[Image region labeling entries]
________________________________________
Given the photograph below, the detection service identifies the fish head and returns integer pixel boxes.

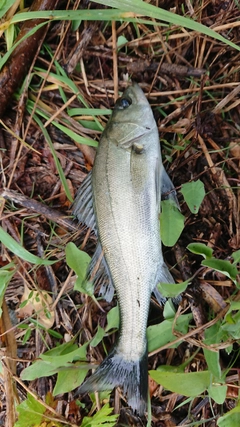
[107,83,157,153]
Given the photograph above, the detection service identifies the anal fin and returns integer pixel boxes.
[72,172,97,235]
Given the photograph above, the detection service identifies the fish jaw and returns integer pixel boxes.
[72,84,178,415]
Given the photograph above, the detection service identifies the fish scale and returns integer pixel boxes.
[73,84,177,415]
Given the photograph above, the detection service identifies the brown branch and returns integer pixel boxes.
[0,0,58,117]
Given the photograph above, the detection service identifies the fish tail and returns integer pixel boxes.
[75,347,148,416]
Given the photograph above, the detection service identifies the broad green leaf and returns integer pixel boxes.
[187,243,213,259]
[53,366,89,396]
[105,305,120,332]
[0,227,56,265]
[81,403,119,427]
[202,258,238,283]
[160,199,184,246]
[149,370,211,397]
[163,299,176,320]
[180,179,205,214]
[117,36,128,49]
[157,279,191,298]
[203,322,222,379]
[232,249,240,264]
[157,365,185,373]
[14,394,46,427]
[0,0,15,19]
[20,360,58,381]
[217,402,240,427]
[41,343,88,367]
[147,314,192,352]
[208,384,227,405]
[21,341,88,381]
[65,242,94,297]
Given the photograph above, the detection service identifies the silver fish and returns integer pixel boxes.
[73,84,177,415]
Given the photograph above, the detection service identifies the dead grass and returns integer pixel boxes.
[0,0,240,427]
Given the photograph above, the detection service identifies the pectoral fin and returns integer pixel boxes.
[72,172,97,235]
[86,243,114,302]
[161,167,180,210]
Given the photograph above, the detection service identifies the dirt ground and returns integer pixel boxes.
[0,0,240,427]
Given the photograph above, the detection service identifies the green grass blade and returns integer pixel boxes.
[93,0,240,50]
[33,114,73,202]
[0,226,56,265]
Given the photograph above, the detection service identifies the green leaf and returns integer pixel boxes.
[105,305,120,332]
[208,384,227,405]
[0,227,56,265]
[0,262,16,317]
[0,0,15,19]
[90,325,105,347]
[33,114,73,202]
[14,394,46,427]
[187,243,213,259]
[203,322,222,379]
[157,279,191,298]
[232,249,240,264]
[202,258,238,283]
[117,36,128,48]
[53,366,89,396]
[149,371,211,397]
[81,403,119,427]
[147,314,192,352]
[180,179,205,214]
[21,341,88,381]
[163,299,176,319]
[68,108,112,117]
[65,242,94,297]
[217,402,240,427]
[160,199,184,246]
[92,0,240,50]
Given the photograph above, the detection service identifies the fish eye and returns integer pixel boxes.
[115,96,132,110]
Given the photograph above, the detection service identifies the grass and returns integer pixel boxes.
[0,0,240,427]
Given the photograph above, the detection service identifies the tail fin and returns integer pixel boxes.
[75,347,148,416]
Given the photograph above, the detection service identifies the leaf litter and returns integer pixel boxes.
[0,1,240,427]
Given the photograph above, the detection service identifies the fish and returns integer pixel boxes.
[73,83,178,416]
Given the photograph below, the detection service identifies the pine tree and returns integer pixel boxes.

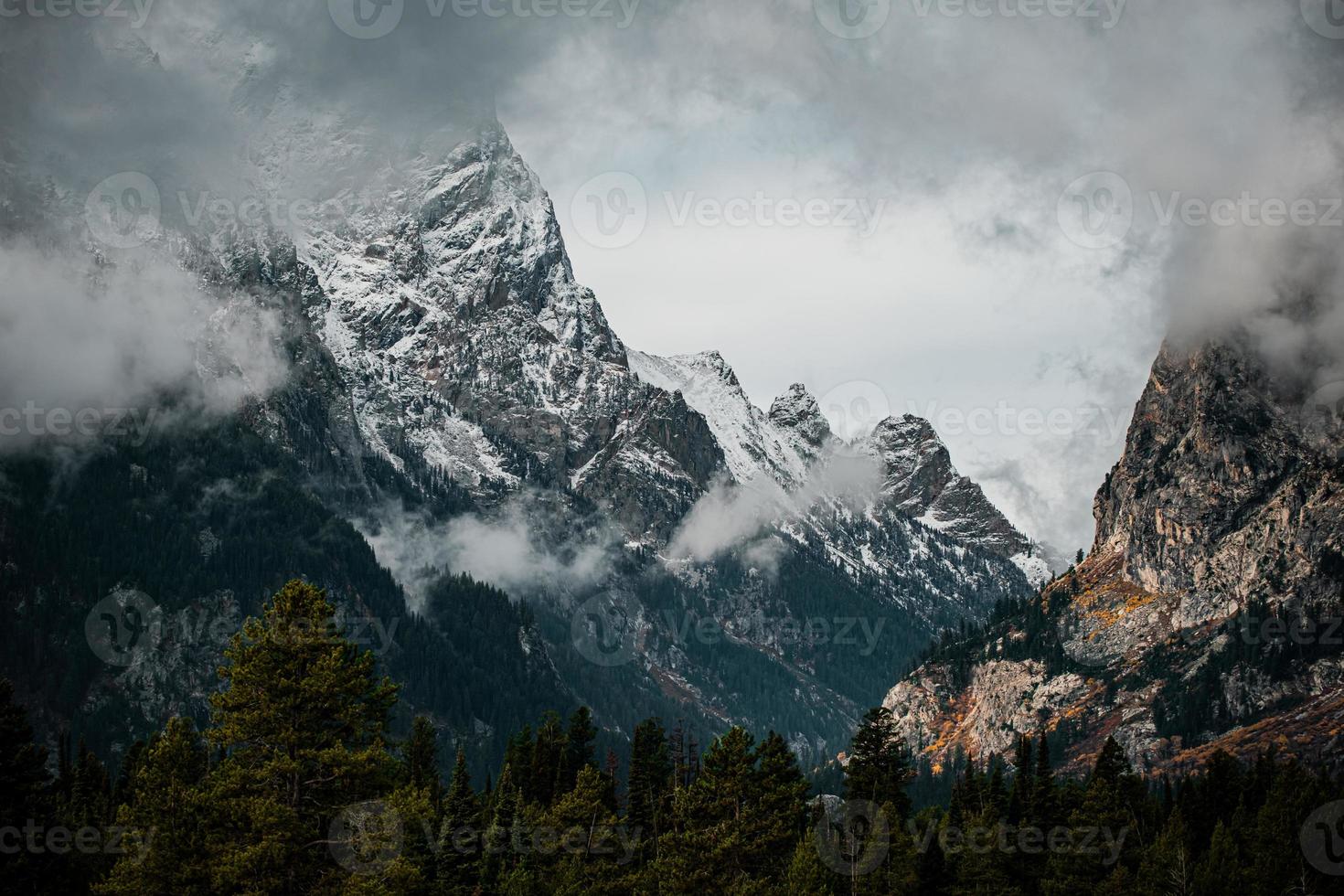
________________________________________
Do this:
Swap "detection service" for "annotation tool" in the stretch from the line containing "the grass and returns integer pixel boxes." through the end of the records, keeping everything else the same. Leave the pictures out of your answer.

Finished answer:
Given the photograph above, the annotation tool identifies the grass and returns integer pixel boxes.
[0,0,240,427]
Given the photograph above, the annotation tool identifies the tail fin and returns integer pixel boxes.
[75,347,148,416]
Given the photograph above, the annotation tool identifies the leaf litter and returns integer pixel boxes.
[0,1,240,427]
Given the photograph above, the annotation tool identifies the fish and returns integer pixel boxes.
[73,83,178,416]
Given the photograph below, the annotation tool identifies the pine tree and returns integer pixel boxes.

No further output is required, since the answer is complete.